RECORDS:
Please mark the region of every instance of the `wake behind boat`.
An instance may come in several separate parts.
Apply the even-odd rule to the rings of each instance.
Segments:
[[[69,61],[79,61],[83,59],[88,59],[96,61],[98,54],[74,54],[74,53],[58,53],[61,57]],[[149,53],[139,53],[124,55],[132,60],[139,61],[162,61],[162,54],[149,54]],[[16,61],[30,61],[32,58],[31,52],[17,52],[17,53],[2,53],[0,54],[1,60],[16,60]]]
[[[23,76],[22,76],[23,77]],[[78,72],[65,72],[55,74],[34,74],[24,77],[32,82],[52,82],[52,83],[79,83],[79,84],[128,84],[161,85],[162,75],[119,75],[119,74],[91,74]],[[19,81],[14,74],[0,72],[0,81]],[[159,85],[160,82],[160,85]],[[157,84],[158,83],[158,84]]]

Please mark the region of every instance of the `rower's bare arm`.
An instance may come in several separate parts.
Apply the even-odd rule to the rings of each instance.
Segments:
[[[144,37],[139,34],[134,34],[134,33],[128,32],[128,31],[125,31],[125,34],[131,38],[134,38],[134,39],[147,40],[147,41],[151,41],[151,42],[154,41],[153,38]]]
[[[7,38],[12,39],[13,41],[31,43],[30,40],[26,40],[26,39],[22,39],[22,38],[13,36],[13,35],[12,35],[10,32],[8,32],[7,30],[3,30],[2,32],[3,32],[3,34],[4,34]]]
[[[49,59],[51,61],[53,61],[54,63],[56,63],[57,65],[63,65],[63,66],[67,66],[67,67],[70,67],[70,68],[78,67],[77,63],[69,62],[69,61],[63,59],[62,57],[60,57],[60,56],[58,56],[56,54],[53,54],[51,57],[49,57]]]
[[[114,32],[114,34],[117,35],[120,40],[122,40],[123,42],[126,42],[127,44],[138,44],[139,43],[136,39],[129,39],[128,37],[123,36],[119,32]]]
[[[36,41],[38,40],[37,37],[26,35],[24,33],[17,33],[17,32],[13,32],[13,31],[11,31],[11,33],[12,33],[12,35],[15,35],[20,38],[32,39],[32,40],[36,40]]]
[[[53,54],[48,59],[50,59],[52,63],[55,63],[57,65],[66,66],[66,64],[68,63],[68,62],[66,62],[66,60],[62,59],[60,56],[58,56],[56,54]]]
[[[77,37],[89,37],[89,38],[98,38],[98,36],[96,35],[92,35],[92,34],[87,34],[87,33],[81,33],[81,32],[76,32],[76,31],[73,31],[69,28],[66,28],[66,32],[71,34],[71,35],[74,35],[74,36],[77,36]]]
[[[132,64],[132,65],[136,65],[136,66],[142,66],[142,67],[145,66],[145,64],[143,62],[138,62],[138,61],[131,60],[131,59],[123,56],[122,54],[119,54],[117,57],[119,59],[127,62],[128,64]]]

EXERCISE DETAILS: Count the lines of the data that contain the string "Please", and give only the number.

FINISHED TASK: 2